START Supplied data

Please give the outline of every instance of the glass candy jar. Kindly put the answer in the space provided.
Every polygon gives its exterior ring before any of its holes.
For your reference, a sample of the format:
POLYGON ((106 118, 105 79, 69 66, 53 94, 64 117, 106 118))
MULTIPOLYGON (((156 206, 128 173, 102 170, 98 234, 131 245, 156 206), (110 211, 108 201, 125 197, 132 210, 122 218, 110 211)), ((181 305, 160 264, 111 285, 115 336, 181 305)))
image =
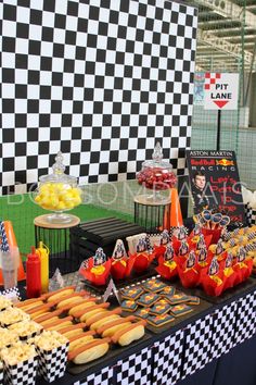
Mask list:
MULTIPOLYGON (((175 187, 177 177, 172 165, 163 161, 163 150, 159 142, 154 148, 152 160, 142 163, 141 171, 137 173, 137 181, 140 185, 156 192, 175 187)), ((157 194, 155 198, 157 198, 157 194)))
POLYGON ((42 209, 53 211, 53 214, 47 215, 51 223, 68 223, 72 215, 64 214, 81 203, 81 190, 77 186, 77 178, 64 173, 62 152, 59 151, 55 157, 55 163, 52 165, 53 174, 39 177, 39 184, 34 192, 34 200, 42 209))

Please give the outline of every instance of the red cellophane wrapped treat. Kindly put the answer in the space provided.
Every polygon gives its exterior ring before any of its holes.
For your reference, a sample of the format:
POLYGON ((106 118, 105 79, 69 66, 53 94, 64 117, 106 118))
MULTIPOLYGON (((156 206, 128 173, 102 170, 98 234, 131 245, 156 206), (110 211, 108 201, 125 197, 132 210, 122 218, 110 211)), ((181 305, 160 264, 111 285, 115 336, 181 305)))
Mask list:
POLYGON ((227 253, 227 257, 225 260, 223 275, 226 277, 225 284, 223 284, 223 290, 226 290, 230 287, 233 287, 236 273, 233 270, 233 256, 230 252, 227 253))
POLYGON ((111 274, 114 280, 124 280, 130 275, 133 260, 127 257, 121 239, 117 239, 113 256, 111 258, 111 274))
POLYGON ((219 269, 217 258, 213 258, 208 271, 204 270, 201 284, 208 296, 220 296, 223 291, 226 277, 219 269))
POLYGON ((100 247, 95 251, 95 256, 84 261, 79 273, 95 286, 106 284, 106 280, 111 271, 111 260, 106 261, 106 256, 100 247))
POLYGON ((149 245, 149 239, 143 237, 138 240, 136 250, 133 254, 129 252, 129 257, 135 272, 140 274, 149 268, 155 258, 155 252, 151 245, 149 245))
POLYGON ((200 272, 195 269, 196 256, 191 250, 187 261, 178 265, 178 273, 183 287, 195 287, 200 282, 200 272))
POLYGON ((159 257, 164 257, 166 246, 169 244, 169 232, 168 229, 164 229, 161 234, 159 245, 154 245, 154 253, 156 259, 158 259, 159 257))
POLYGON ((158 259, 158 266, 155 268, 157 273, 165 280, 170 280, 177 276, 177 257, 175 256, 175 250, 171 244, 166 246, 166 251, 164 256, 158 259))
POLYGON ((253 263, 251 261, 252 260, 246 259, 246 250, 241 246, 238 250, 236 263, 233 265, 233 270, 236 273, 234 285, 239 285, 251 275, 253 270, 253 263))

END Supplied data

The request:
Rewrite all of the data above, replacing "outline" with "boundary" and keeping everything else unchanged. Omit the pictures.

Solution to this task:
Please give the boundary of every instance of the glass candy jar. Kindly put the answer in the space provided.
Every polygon gives its exterior ring before any of its holes.
For your reference, a sample of the format:
POLYGON ((106 118, 105 79, 69 66, 53 94, 64 117, 106 118))
MULTIPOLYGON (((156 206, 128 173, 102 170, 98 234, 131 245, 156 206), (110 211, 108 201, 125 197, 132 210, 122 218, 110 211)), ((181 305, 160 264, 111 285, 115 336, 181 305)))
image =
Mask list:
MULTIPOLYGON (((175 187, 177 177, 172 165, 163 161, 163 150, 159 142, 154 148, 152 160, 142 163, 141 171, 137 173, 137 181, 140 185, 156 192, 175 187)), ((157 194, 155 198, 157 198, 157 194)))
POLYGON ((42 209, 53 211, 53 214, 47 215, 51 223, 68 223, 72 215, 64 214, 81 203, 81 190, 77 186, 77 178, 64 173, 62 152, 59 151, 55 157, 55 163, 52 165, 53 174, 39 177, 39 184, 34 192, 34 200, 42 209))

Please give the boundary of every instance of the red cellophane wrapped treat. Kindly put the answer in the space provided.
Every polygon gives its exterior ring before any of its holes.
For your reference, a sample of the format:
POLYGON ((106 118, 105 79, 69 66, 53 94, 64 117, 106 118))
MULTIPOLYGON (((156 206, 128 173, 102 170, 98 234, 131 245, 156 206), (110 211, 108 201, 125 197, 132 210, 122 218, 110 211)), ((181 305, 160 264, 111 285, 115 336, 181 305)))
Mask list:
POLYGON ((227 253, 227 257, 225 260, 223 275, 226 277, 225 284, 223 284, 223 290, 226 290, 230 287, 233 287, 236 273, 233 270, 233 256, 230 252, 227 253))
POLYGON ((111 274, 114 280, 124 280, 130 275, 133 260, 127 257, 121 239, 117 239, 113 256, 111 258, 111 274))
POLYGON ((219 269, 217 258, 213 258, 208 271, 204 270, 201 284, 208 296, 220 296, 223 291, 226 277, 219 269))
POLYGON ((100 247, 95 251, 95 256, 84 261, 79 273, 95 286, 106 284, 106 280, 111 271, 111 260, 106 261, 106 256, 100 247))
POLYGON ((149 245, 149 239, 143 237, 138 240, 136 250, 133 254, 129 252, 129 257, 135 272, 140 274, 149 268, 155 258, 155 252, 151 245, 149 245))
POLYGON ((200 272, 195 269, 196 256, 191 250, 187 261, 178 265, 178 273, 183 287, 195 287, 200 282, 200 272))
POLYGON ((159 257, 164 257, 166 246, 169 244, 169 232, 168 229, 164 229, 161 234, 159 245, 154 245, 154 253, 156 259, 158 259, 159 257))
POLYGON ((158 259, 158 266, 155 268, 157 273, 165 280, 170 280, 177 276, 177 257, 175 256, 175 250, 171 244, 166 246, 166 251, 164 256, 158 259))
POLYGON ((253 263, 251 261, 252 260, 246 259, 246 250, 241 246, 238 250, 236 263, 233 265, 233 270, 236 273, 234 285, 239 285, 251 275, 253 270, 253 263))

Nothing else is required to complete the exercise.